WORK TO BE COMPLETED: All the data should come back exactly as it was given.

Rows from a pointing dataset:
________________
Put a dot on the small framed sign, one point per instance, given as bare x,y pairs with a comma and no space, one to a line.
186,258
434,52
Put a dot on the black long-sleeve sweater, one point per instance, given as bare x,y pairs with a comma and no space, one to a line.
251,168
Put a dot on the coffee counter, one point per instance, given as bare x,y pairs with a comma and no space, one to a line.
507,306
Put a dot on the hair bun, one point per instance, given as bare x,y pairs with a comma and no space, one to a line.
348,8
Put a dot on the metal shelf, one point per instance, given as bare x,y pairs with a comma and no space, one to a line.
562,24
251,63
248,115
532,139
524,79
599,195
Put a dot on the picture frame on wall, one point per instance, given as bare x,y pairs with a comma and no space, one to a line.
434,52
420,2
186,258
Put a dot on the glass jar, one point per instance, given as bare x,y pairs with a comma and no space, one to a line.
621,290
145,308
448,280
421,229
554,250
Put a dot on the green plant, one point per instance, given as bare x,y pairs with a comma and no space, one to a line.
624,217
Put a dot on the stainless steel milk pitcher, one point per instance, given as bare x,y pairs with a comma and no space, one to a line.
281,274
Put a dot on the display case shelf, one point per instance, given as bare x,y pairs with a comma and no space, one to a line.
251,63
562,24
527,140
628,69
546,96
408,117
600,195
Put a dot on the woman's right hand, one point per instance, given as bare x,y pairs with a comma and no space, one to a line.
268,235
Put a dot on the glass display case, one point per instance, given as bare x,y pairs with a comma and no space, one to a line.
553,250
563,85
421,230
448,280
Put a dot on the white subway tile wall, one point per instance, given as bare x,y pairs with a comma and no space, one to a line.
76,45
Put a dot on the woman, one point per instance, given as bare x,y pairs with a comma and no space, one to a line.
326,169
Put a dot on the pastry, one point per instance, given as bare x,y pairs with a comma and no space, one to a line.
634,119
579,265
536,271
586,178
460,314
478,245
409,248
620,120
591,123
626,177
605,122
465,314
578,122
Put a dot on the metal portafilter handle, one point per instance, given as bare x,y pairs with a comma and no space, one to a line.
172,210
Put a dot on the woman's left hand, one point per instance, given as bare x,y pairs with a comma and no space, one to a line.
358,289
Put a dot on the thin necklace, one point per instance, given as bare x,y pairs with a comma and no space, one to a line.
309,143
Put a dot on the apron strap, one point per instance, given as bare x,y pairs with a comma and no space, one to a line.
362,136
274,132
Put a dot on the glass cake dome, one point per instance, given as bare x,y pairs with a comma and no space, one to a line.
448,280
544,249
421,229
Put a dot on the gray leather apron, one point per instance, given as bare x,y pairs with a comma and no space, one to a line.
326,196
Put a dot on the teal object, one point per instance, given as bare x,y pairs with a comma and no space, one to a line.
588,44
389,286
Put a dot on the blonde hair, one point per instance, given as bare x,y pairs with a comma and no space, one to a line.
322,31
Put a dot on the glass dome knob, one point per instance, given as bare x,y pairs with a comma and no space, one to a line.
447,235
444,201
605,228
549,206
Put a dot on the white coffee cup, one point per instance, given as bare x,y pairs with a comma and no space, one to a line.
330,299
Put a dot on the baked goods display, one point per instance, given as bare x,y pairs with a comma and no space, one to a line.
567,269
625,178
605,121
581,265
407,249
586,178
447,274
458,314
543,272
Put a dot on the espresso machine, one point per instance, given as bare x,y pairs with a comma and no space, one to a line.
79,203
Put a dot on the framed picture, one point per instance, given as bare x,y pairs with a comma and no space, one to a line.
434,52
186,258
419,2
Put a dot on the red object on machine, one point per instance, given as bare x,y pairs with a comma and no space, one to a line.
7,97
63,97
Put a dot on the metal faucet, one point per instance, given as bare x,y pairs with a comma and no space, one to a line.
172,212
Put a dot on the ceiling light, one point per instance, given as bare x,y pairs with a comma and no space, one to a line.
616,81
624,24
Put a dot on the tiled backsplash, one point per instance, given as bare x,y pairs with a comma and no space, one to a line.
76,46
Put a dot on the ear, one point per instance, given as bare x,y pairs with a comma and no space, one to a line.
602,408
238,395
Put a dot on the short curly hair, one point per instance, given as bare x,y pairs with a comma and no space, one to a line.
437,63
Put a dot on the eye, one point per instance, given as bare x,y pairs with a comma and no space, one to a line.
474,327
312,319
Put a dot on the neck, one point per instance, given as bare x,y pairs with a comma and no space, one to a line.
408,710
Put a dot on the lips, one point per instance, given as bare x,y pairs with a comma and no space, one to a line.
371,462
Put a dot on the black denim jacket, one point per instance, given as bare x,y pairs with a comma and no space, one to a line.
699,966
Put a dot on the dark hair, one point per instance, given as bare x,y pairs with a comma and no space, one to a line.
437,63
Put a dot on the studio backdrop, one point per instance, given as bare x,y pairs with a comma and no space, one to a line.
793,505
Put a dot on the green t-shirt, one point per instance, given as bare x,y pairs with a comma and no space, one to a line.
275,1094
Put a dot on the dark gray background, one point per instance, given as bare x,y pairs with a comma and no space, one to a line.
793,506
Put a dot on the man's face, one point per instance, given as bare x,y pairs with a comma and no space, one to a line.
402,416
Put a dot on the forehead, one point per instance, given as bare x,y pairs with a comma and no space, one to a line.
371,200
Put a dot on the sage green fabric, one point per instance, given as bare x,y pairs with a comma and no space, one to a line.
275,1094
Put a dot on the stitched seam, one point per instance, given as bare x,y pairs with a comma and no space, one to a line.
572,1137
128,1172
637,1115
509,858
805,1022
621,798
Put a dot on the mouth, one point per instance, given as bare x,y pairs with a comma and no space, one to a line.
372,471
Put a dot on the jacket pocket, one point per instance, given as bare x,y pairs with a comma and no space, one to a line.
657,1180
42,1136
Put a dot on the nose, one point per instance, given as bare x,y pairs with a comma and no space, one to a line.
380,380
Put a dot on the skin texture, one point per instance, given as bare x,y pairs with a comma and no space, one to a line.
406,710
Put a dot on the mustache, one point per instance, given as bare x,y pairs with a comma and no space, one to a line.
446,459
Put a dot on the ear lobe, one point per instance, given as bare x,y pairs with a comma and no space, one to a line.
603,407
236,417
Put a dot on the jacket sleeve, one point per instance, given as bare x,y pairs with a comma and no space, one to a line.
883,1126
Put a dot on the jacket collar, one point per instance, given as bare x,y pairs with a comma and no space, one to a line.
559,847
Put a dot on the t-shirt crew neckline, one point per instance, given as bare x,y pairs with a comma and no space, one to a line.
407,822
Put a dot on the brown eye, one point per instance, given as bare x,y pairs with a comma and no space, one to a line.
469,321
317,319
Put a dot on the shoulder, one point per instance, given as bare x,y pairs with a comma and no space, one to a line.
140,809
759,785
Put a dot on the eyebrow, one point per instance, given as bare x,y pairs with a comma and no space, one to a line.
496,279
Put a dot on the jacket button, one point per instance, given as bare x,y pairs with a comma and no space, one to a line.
________________
ANSWER BELOW:
Put a dot on the small framed sign, one point per instance, given as bare x,y pairs with a comma and no space, one to a line.
186,258
434,52
Put a dot on the black long-sleeve sweater, one point per instance, given as bare x,y pairs with a comma and no space, one to a line.
251,168
Put a dot on the coffee counter, one point per instance, given as bare x,y pairs with a comma and no space, one to a line.
507,306
Put a dot on the hair bun, one point per instance, given as bare x,y pairs with a comma and no space, one to a line.
348,8
Put a dot on the metal shelf, one point per instance, given as bare x,y pairs with a comma and no space, one to a line.
562,24
251,63
248,115
532,139
524,79
599,195
Put a dot on the picture frame on wall, one point per instance, given as bare x,y pairs with a comma and no space, one to a line.
434,52
420,2
186,258
Put a dot on the glass jar, one point per instance, given as bare x,y pairs with a comma and no space, one to a line.
621,290
145,308
448,280
421,229
554,250
Put a dot on the green plant, one point per instance, given as bare x,y pairs with a comma and no space, one to a line.
624,217
Put a dot on the stainless steel milk pitcher, one point per instance, given as bare x,y pairs with a comma and no space, one to a line.
281,274
Put a dot on the display case shelf, one point per instance, given as bare x,y pairs with a comma and no space, one to a line.
251,63
562,24
527,140
628,69
546,96
408,117
600,195
Put a dot on the woman's right hand, one point per instance, given as bare x,y pairs with a comma and no space, one to a line.
268,235
Put a dot on the glass display case, one point per instance, given as bare x,y pairs with a comma and no space, one to a line.
553,250
563,85
421,230
448,280
Put a dot on the white subway tile wall, one point per instance, given as bare x,y pairs with a comma and no space, one to a line.
76,45
Put a dot on the woman, one point per instance, given as bare x,y pairs with a comma and no space, one to a line.
326,169
Put a dot on the pastry, one point per instance, given as bare x,y pairs with a comma and no space, one to a line.
634,119
579,265
536,271
586,178
460,314
478,245
409,248
620,120
591,123
626,177
605,122
465,314
578,122
Put a dot on the metal portafilter handle, one point per instance, given as bare x,y pairs with a comma and no space, one to a line.
172,210
Put a dot on the woman's left hand, one point per instance, given as bare x,y pairs with a comma and no space, one to a line.
358,289
Put a dot on the thin necklace, one point per instance, given as bare x,y pairs with a comma and no space, one to a line.
309,143
Put a dot on the apron strap, one point per instance, given as bare x,y pairs with a comma and no space, one to a line.
362,136
274,132
Put a dot on the glass cake dome, one point per instance, given as bare x,y pairs with a comma and no space, one to a line.
448,280
544,249
421,229
Put a dot on the gray leather apron, one point per instance, given as bare x,y pairs with a comma and no space, one to a line.
326,196
Put a dot on the teal object, one point per instance, given as bare x,y pairs with a comma and no space, one to a line.
588,44
389,286
Put a dot on the blonde hair, one point per instance, given as bare x,y pairs with a comma and no space, one to a line.
322,31
Put a dot on the glass dome knob, one point per instance, given as bare x,y pairs with a comma and no space, one to a line.
447,235
444,201
605,228
549,206
Put a dot on the white coffee cup, one point per instance, given as bare x,y pairs with a comma and no space, one to a line.
330,299
Put a dot on the baked goods display, one point per instance, given as bare x,y pairs with a comma and no space, one to a line.
567,269
625,178
605,121
581,265
407,249
586,178
447,274
458,314
543,272
Put a dot on the espresso machine, one point per instance, given as bare x,y pairs with a comma and no space, one to a line.
79,203
Put a dot on the framed picture, one point per instance, given as bare x,y pairs with a comma and no space, one to a line.
434,52
186,258
419,2
Put a dot on the red object on machine, one point per instance, given as bare x,y pairs with a comma and no space, one to a line.
7,97
63,97
Put a dot on the metal faucet, one point per instance, given as bare x,y pairs with a comma and no space, one to a line.
172,212
Put a dot on the ceiling light, one point per instance, given as bare x,y pairs with a comma and no space, one to a line.
616,81
624,24
Put a dot on the tiled backsplash, one point per instance, given as bare x,y pairs with a comma and no space, one to a line.
76,46
Put a dot on the ear, one point per instance, given as bare x,y pairs with a comma and no space, one to a line.
602,408
238,395
Put a dot on the short curly hair, one point per instance, given as bare x,y pairs with a comma and no space, one to a line.
437,63
Put a dot on the eye, one point per instance, given as bare x,y pairs with a comma and no space, one to a line.
474,327
312,319
Put a dot on the neck, one point per instance, given as bare x,y pairs with a comma and no space, one to a line.
408,710
Put a dot on the lips, one point per instance, given as bare x,y pairs with a comma and no space, one to a line.
371,462
Put a dot on the black denim jacket, one point per instance, given as bare x,y pairs with a comma and no space, one to a line.
699,966
Put a dot on the dark hair, one point per instance, given as bare x,y pairs with a comma and no space, one to a line.
437,63
Put a dot on the studio backdrop, one point per instance, given as bare x,y pairs with a comma and no space, one to a line.
793,505
Put a dot on the green t-shirt, one point per instance, given as bare x,y pairs with a comma and no space, one to a line.
275,1094
Put a dot on the dark gray background, one point per instance, given as bare x,y pairs with a comma and no space, one to a line.
793,506
Put a dot on the man's face, one point per instance, given as bare x,y pairs with a comma and no space, one to a line.
402,416
Put a dot on the forehead, one point per instance, given as bare x,y pairs with a comma and no space, one to a line.
371,200
Put a dot on the sage green fabric, one point per instance, given as bare x,y pairs with a comma and no space, one to a line.
275,1094
Put a dot on the stitched seam, one point per instance, given as bare x,y pairs with a comma and no space, one to a line.
572,1137
128,1172
637,1115
509,858
805,1022
621,798
Put a dot on the mouth, one point per instance, given as bare x,y pairs with a comma and no space, one to a line.
372,471
Put a dot on the jacket pocket, one point per instance, given as bare x,y pairs with a comma and no space, one to a line.
657,1180
42,1136
Put a dot on the nose, one point per instance, given as bare x,y pairs with a comma and no space, one to a line.
380,380
Put a dot on the skin texture, one point per instance, given as bare x,y pairs with a comma and no space, one to a line.
406,710
Put a dot on the mustache, one point per instance, given as bare x,y pairs with a comma and no space, one to a line.
446,459
Put a dot on the ear lobe, one point per instance, given as bare x,y pairs with a comma and no space, one to a line.
603,407
236,417
Put a dot on the jacket sleeve, one point per instance, given as bare x,y pairs with a comma and no space, one to a line.
883,1126
Put a dot on the jacket collar, one point per instance, given as bare x,y pairs with a comma and no space, one to a line.
559,847
Put a dot on the t-shirt crew neckline, one point per instance, given as bare x,y pairs with a comma and no space, one to a line.
407,822
Put a dot on the brown eye, one point per instance, given as bare x,y pairs with a comma and no space, one to a line.
469,321
317,319
Put a dot on the shoulder, one point per instance, given as bare x,y pairs with a comma and no space, one to a line.
140,809
759,785
Put a dot on the eyebrow, one point per instance, given as bare x,y pairs with a comma and no space, one to a line.
496,279
Put a dot on the jacket button, one point per instance, given as bare x,y pairs with a comma and no space, one to a line.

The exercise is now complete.